— Start Given data —

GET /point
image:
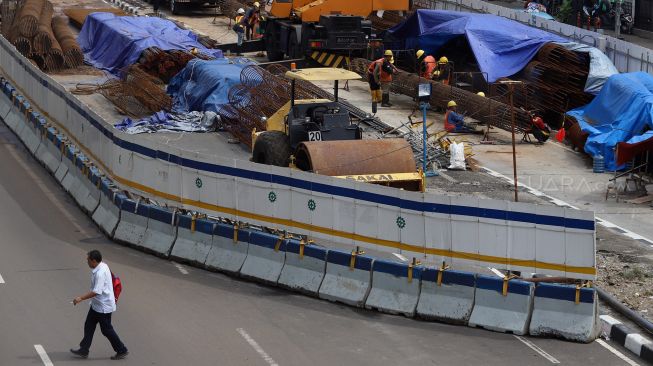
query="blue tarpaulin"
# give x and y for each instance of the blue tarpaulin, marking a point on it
(112, 42)
(204, 85)
(502, 47)
(622, 111)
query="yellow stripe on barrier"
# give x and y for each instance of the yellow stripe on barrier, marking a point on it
(329, 60)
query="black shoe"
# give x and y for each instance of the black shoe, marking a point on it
(78, 352)
(120, 355)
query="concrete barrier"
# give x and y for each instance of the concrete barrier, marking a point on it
(265, 257)
(107, 214)
(346, 283)
(451, 300)
(228, 249)
(562, 311)
(395, 287)
(509, 313)
(194, 239)
(65, 164)
(68, 173)
(91, 181)
(47, 153)
(304, 268)
(161, 231)
(133, 221)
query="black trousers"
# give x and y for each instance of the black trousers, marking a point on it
(92, 319)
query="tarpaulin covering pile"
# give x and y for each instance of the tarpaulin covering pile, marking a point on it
(502, 47)
(621, 112)
(112, 42)
(204, 85)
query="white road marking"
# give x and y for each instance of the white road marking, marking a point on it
(537, 349)
(400, 256)
(180, 268)
(44, 356)
(48, 193)
(617, 353)
(557, 202)
(256, 347)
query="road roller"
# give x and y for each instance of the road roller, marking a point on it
(318, 135)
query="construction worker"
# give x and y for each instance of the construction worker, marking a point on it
(239, 27)
(379, 74)
(538, 129)
(426, 63)
(443, 72)
(251, 18)
(454, 122)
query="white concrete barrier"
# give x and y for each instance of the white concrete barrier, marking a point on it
(304, 268)
(161, 231)
(133, 221)
(47, 152)
(346, 280)
(228, 249)
(107, 214)
(509, 313)
(563, 311)
(450, 300)
(395, 287)
(194, 239)
(266, 255)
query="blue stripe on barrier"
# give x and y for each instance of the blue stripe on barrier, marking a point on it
(201, 225)
(161, 215)
(292, 246)
(395, 268)
(564, 292)
(266, 240)
(450, 277)
(496, 284)
(227, 231)
(341, 258)
(318, 187)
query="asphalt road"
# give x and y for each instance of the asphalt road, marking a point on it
(177, 315)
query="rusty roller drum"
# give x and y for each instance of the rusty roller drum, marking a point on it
(356, 157)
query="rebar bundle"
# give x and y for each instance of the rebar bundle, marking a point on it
(42, 41)
(165, 64)
(73, 56)
(483, 109)
(27, 20)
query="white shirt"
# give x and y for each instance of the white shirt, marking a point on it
(102, 286)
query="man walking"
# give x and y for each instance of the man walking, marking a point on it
(103, 303)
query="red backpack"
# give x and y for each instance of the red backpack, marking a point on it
(117, 286)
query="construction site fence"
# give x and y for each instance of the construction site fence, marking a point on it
(462, 231)
(626, 56)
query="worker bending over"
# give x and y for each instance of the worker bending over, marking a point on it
(443, 72)
(379, 76)
(454, 122)
(427, 64)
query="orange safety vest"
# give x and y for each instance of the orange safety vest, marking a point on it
(447, 125)
(429, 66)
(383, 76)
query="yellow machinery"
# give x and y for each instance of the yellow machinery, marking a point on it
(299, 27)
(317, 135)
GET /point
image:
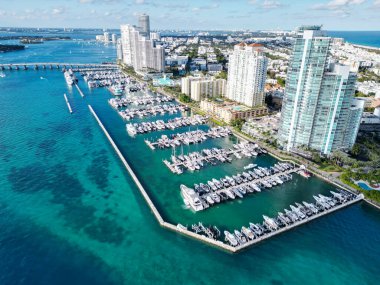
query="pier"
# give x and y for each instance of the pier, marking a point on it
(68, 104)
(195, 160)
(52, 65)
(212, 242)
(187, 138)
(171, 124)
(256, 183)
(356, 199)
(80, 91)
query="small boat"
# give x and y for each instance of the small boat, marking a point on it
(231, 238)
(250, 166)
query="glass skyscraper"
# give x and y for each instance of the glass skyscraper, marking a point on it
(318, 110)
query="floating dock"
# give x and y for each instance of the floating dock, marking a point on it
(67, 103)
(216, 243)
(80, 91)
(298, 223)
(255, 181)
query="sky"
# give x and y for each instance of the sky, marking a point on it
(193, 15)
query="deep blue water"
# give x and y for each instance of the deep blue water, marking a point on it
(367, 38)
(70, 214)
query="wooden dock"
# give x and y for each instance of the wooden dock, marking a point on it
(67, 103)
(80, 91)
(216, 243)
(296, 224)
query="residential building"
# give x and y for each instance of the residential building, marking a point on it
(114, 38)
(214, 67)
(212, 87)
(247, 74)
(144, 25)
(228, 111)
(106, 37)
(139, 51)
(155, 36)
(177, 60)
(318, 109)
(186, 84)
(119, 50)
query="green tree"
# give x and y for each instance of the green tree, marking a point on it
(222, 75)
(238, 123)
(355, 150)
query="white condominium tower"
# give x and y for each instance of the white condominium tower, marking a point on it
(139, 51)
(246, 74)
(318, 110)
(144, 25)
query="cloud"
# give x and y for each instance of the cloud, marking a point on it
(376, 4)
(101, 1)
(338, 4)
(267, 4)
(205, 7)
(58, 11)
(339, 8)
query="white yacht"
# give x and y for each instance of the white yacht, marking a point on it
(270, 223)
(231, 238)
(248, 233)
(250, 166)
(191, 197)
(131, 130)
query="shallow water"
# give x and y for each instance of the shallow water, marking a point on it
(70, 213)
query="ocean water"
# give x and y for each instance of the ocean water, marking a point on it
(367, 38)
(70, 213)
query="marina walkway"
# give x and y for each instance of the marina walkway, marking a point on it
(52, 65)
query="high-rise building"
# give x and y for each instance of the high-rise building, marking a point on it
(139, 51)
(114, 38)
(155, 36)
(106, 37)
(207, 88)
(246, 74)
(318, 110)
(119, 50)
(144, 25)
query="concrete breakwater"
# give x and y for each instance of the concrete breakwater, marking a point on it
(153, 208)
(80, 91)
(184, 231)
(68, 104)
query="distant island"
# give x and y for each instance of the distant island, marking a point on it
(33, 39)
(8, 48)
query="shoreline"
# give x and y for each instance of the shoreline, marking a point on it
(187, 233)
(365, 47)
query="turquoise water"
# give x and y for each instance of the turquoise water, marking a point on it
(70, 214)
(364, 186)
(367, 38)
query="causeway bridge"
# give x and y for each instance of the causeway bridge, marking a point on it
(54, 65)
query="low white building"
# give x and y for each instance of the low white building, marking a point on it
(207, 88)
(198, 87)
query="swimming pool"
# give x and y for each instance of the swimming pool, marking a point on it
(364, 186)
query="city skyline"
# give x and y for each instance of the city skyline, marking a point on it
(193, 15)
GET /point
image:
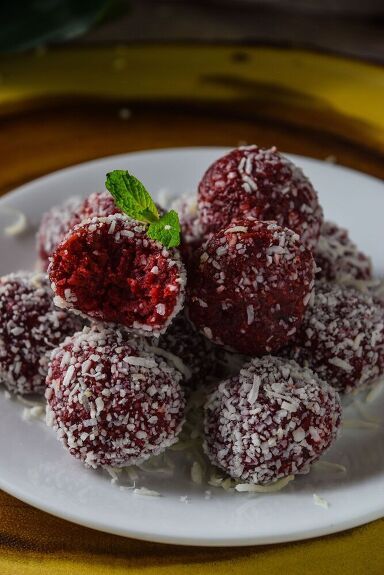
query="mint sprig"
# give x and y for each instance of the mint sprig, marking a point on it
(166, 230)
(132, 198)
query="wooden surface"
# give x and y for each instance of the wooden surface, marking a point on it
(39, 141)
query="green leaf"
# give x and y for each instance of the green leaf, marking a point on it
(166, 230)
(131, 196)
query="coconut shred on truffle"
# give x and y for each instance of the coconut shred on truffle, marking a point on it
(342, 337)
(108, 269)
(30, 327)
(186, 345)
(338, 258)
(54, 225)
(110, 402)
(250, 285)
(264, 184)
(271, 421)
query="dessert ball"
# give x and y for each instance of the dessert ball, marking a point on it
(189, 350)
(98, 204)
(108, 269)
(30, 327)
(59, 220)
(342, 337)
(111, 403)
(262, 183)
(54, 226)
(191, 232)
(250, 285)
(339, 258)
(273, 420)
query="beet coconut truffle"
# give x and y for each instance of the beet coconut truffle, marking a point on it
(191, 349)
(342, 337)
(59, 220)
(250, 285)
(191, 231)
(261, 183)
(272, 420)
(30, 327)
(108, 269)
(54, 225)
(111, 403)
(338, 257)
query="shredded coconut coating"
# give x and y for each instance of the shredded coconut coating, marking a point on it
(191, 230)
(59, 220)
(338, 257)
(54, 226)
(262, 183)
(195, 351)
(250, 285)
(272, 421)
(342, 337)
(107, 269)
(110, 402)
(30, 327)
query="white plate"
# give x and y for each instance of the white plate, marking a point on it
(36, 469)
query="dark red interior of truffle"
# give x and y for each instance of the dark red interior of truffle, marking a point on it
(114, 281)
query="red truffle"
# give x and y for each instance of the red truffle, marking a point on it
(342, 337)
(59, 220)
(339, 258)
(109, 270)
(54, 225)
(30, 327)
(271, 421)
(249, 286)
(262, 183)
(111, 403)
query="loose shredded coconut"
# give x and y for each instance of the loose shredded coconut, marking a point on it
(320, 501)
(271, 488)
(19, 226)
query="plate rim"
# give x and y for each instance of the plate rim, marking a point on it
(167, 537)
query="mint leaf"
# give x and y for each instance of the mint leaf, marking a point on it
(131, 196)
(166, 230)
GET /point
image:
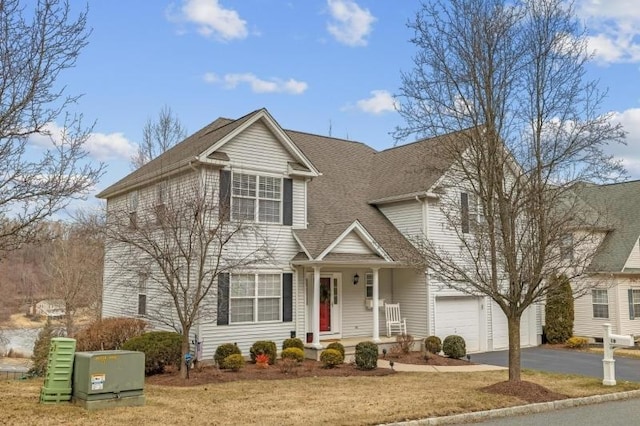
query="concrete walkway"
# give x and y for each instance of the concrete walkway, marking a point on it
(383, 363)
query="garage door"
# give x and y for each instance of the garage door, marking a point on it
(501, 331)
(461, 316)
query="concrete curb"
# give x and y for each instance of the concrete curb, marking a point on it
(542, 407)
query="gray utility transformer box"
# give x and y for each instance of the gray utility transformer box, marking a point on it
(103, 379)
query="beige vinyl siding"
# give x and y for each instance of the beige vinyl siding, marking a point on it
(627, 325)
(585, 324)
(257, 148)
(634, 257)
(410, 291)
(406, 216)
(352, 243)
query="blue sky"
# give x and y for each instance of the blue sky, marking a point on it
(318, 66)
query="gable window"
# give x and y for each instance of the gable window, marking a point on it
(142, 294)
(368, 285)
(255, 298)
(464, 212)
(600, 301)
(161, 202)
(634, 303)
(256, 198)
(132, 206)
(566, 247)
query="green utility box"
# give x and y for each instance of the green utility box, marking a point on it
(57, 383)
(103, 379)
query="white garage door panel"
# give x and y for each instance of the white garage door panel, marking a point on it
(461, 316)
(501, 331)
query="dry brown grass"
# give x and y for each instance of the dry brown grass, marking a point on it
(336, 400)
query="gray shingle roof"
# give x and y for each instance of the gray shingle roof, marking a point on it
(620, 203)
(340, 196)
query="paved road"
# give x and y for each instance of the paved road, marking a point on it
(617, 413)
(563, 361)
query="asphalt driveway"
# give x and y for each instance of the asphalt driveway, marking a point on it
(564, 361)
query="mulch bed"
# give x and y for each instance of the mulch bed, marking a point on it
(527, 391)
(417, 357)
(203, 375)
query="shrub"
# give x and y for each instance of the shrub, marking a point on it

— End Given data —

| Description of the task |
Report each line of the items above that contains the string "blue".

| Solved problem |
query="blue tarpaulin"
# give x and y for each instance of the blue tarpaulin, marking a point on it
query="blue stripe on barrier"
# give x and y for each instance of the blue stripe on barrier, marking a point on it
query="deep blue water"
# give x and y for each instance of the deep blue water, marking a point on it
query="blue sky"
# give x and y for each instance of the blue sky, marking a point on it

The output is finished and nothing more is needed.